Start of Block
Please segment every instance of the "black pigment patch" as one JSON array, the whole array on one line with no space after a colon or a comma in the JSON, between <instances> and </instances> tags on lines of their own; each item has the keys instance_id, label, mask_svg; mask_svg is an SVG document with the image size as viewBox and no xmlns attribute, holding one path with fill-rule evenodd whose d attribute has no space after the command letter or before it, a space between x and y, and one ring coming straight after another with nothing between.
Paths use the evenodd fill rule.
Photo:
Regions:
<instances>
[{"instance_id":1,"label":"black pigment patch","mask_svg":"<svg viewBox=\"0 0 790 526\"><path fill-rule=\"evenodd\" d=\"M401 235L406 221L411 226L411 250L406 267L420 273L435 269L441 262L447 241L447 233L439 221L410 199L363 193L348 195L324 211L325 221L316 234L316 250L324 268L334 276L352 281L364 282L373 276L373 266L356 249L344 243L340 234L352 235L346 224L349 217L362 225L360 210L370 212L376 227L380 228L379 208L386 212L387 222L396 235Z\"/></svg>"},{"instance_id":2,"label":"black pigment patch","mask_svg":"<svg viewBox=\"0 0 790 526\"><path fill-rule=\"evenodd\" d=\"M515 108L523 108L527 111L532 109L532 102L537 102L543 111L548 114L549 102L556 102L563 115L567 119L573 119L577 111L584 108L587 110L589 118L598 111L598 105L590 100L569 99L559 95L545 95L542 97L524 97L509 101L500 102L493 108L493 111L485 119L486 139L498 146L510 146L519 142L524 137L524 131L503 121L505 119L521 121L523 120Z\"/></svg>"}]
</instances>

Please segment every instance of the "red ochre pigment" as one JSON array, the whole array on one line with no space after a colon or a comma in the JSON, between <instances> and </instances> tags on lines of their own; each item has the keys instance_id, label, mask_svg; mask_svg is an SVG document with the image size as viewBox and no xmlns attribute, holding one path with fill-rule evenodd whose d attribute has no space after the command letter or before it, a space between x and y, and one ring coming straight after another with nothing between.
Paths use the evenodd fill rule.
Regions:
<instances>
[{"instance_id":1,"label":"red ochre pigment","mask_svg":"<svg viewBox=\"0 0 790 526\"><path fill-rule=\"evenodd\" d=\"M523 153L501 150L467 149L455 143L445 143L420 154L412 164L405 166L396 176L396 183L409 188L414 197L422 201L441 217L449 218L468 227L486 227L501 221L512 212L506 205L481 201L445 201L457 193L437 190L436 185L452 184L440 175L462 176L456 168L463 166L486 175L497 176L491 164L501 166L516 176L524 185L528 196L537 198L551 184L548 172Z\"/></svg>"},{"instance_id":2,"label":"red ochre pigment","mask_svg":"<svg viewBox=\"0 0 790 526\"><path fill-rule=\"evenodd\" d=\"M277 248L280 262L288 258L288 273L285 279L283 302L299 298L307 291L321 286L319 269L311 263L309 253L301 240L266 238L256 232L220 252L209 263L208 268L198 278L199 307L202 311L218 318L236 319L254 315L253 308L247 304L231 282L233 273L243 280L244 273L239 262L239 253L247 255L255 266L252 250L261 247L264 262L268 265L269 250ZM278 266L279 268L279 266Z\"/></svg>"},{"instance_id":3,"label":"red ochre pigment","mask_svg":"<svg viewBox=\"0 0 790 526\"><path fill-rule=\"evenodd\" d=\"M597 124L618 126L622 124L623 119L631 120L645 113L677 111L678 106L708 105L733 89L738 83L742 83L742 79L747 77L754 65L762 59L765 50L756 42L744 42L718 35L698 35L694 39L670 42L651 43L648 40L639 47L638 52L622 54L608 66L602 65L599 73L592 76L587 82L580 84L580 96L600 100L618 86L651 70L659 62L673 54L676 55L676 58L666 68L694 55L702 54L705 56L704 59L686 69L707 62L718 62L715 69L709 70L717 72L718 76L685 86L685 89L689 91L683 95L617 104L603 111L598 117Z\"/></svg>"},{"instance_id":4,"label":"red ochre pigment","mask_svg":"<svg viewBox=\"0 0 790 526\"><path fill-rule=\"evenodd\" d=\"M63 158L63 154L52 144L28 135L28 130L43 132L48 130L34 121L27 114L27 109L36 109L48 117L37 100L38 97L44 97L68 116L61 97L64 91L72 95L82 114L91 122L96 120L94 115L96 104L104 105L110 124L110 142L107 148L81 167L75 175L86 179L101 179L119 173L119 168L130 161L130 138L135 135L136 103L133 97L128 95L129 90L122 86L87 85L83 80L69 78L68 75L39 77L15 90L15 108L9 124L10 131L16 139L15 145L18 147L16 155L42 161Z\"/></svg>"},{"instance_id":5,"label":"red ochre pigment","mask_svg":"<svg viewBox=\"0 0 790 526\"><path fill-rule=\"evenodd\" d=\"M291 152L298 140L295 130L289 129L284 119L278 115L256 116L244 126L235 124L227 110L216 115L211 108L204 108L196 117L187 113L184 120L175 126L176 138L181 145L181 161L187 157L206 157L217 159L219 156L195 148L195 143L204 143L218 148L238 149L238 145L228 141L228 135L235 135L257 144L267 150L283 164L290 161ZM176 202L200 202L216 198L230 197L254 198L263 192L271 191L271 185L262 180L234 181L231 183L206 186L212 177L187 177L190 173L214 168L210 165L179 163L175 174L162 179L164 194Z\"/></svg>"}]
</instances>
End of Block
WORK INSTRUCTIONS: Can you restate every record above word for word?

TASK RESPONSE:
Please segment every instance of the "black pigment patch" as one JSON array, the whole array on one line with no space after a colon or a comma in the JSON, between <instances> and </instances> tags on lines of their own; each item has the keys instance_id, label, mask_svg; mask_svg is an SVG document with the image size as viewBox and no xmlns attribute, holding one path with fill-rule evenodd whose d attribute has no space after the command letter or before it, a space between x and y, and one ring coming straight after another with nothing between.
Paths use the evenodd fill rule.
Photo:
Regions:
<instances>
[{"instance_id":1,"label":"black pigment patch","mask_svg":"<svg viewBox=\"0 0 790 526\"><path fill-rule=\"evenodd\" d=\"M401 235L406 221L411 226L411 250L406 267L420 273L435 269L441 262L447 241L447 233L439 221L410 199L363 193L348 195L324 211L325 221L316 234L316 250L324 268L334 276L352 281L364 282L373 276L373 266L356 249L344 243L340 234L352 235L346 224L349 217L362 225L360 210L370 212L376 227L380 228L379 208L386 212L387 222L396 235Z\"/></svg>"},{"instance_id":2,"label":"black pigment patch","mask_svg":"<svg viewBox=\"0 0 790 526\"><path fill-rule=\"evenodd\" d=\"M515 108L523 108L527 111L532 109L532 102L537 102L543 111L548 114L549 102L556 102L563 115L567 119L573 119L577 111L584 108L587 110L589 118L598 111L598 105L590 100L569 99L559 95L545 95L542 97L524 97L509 101L500 102L493 108L493 111L485 119L486 139L498 146L510 146L519 142L524 137L524 131L503 121L505 119L521 121L523 120Z\"/></svg>"}]
</instances>

Please segment every instance of the "red ochre pigment" as one JSON array, the whole array on one line with no space after a colon or a comma in the JSON, between <instances> and </instances> tags on lines of their own; each item has the keys instance_id, label, mask_svg; mask_svg is an SVG document with the image size as viewBox and no xmlns attribute, holding one path with fill-rule evenodd whose d attribute has no space after the command letter or before it, a space between x and y, and one ring coming straight after another with nothing between.
Paths use the evenodd fill rule.
Regions:
<instances>
[{"instance_id":1,"label":"red ochre pigment","mask_svg":"<svg viewBox=\"0 0 790 526\"><path fill-rule=\"evenodd\" d=\"M523 153L501 150L467 149L455 143L445 143L420 154L412 164L405 166L396 176L396 183L409 188L414 197L422 201L441 217L449 218L468 227L486 227L501 221L512 212L506 205L481 201L445 201L457 193L437 190L436 185L452 184L440 175L462 176L456 168L463 166L486 175L497 176L491 164L501 166L516 176L524 185L528 196L537 198L551 184L548 172Z\"/></svg>"},{"instance_id":2,"label":"red ochre pigment","mask_svg":"<svg viewBox=\"0 0 790 526\"><path fill-rule=\"evenodd\" d=\"M277 248L280 262L288 258L288 273L285 279L283 302L299 298L307 291L321 286L319 269L311 263L309 253L301 240L266 238L256 232L220 252L209 263L208 268L198 278L199 307L202 311L218 318L236 319L254 315L253 308L247 304L231 282L233 273L243 280L244 273L239 262L239 253L247 255L255 266L252 250L261 247L264 262L268 265L269 250ZM278 266L279 268L279 266Z\"/></svg>"},{"instance_id":3,"label":"red ochre pigment","mask_svg":"<svg viewBox=\"0 0 790 526\"><path fill-rule=\"evenodd\" d=\"M597 124L618 126L622 124L623 119L631 120L645 113L677 111L678 106L708 105L733 89L738 83L742 83L742 79L747 77L754 65L762 59L765 50L756 42L744 42L718 35L698 35L694 39L670 42L651 43L648 40L639 47L638 52L622 54L608 66L602 65L599 73L592 76L587 82L580 84L580 96L600 100L618 86L651 70L659 62L673 54L676 55L676 58L666 68L694 55L702 54L705 56L704 59L686 69L707 62L718 62L715 69L709 70L717 72L718 76L685 86L685 89L689 91L683 95L617 104L603 111L598 117Z\"/></svg>"},{"instance_id":4,"label":"red ochre pigment","mask_svg":"<svg viewBox=\"0 0 790 526\"><path fill-rule=\"evenodd\" d=\"M63 158L63 154L52 144L28 135L28 130L43 132L48 130L34 121L27 114L27 109L36 109L48 117L37 100L38 97L44 97L68 116L61 97L64 91L72 95L82 114L91 122L96 120L94 115L96 104L104 105L110 124L110 142L107 148L81 167L75 175L86 179L101 179L119 173L119 168L130 161L130 138L135 135L136 103L133 97L128 95L129 90L122 86L87 85L83 80L69 78L68 75L39 77L15 90L15 108L9 124L10 131L16 139L15 145L18 147L16 155L42 161Z\"/></svg>"},{"instance_id":5,"label":"red ochre pigment","mask_svg":"<svg viewBox=\"0 0 790 526\"><path fill-rule=\"evenodd\" d=\"M291 152L298 140L295 130L289 129L284 119L278 115L256 116L244 126L235 124L227 110L216 115L211 108L204 108L196 117L187 113L184 120L175 126L176 138L181 145L181 161L187 157L206 157L217 159L219 156L195 148L195 143L204 143L218 148L238 149L238 145L228 141L228 135L235 135L257 144L267 150L283 164L290 161ZM176 202L200 202L216 198L230 197L254 198L263 192L271 191L271 185L262 180L234 181L231 183L206 186L212 177L187 177L190 173L214 168L210 165L179 163L175 174L162 179L164 194Z\"/></svg>"}]
</instances>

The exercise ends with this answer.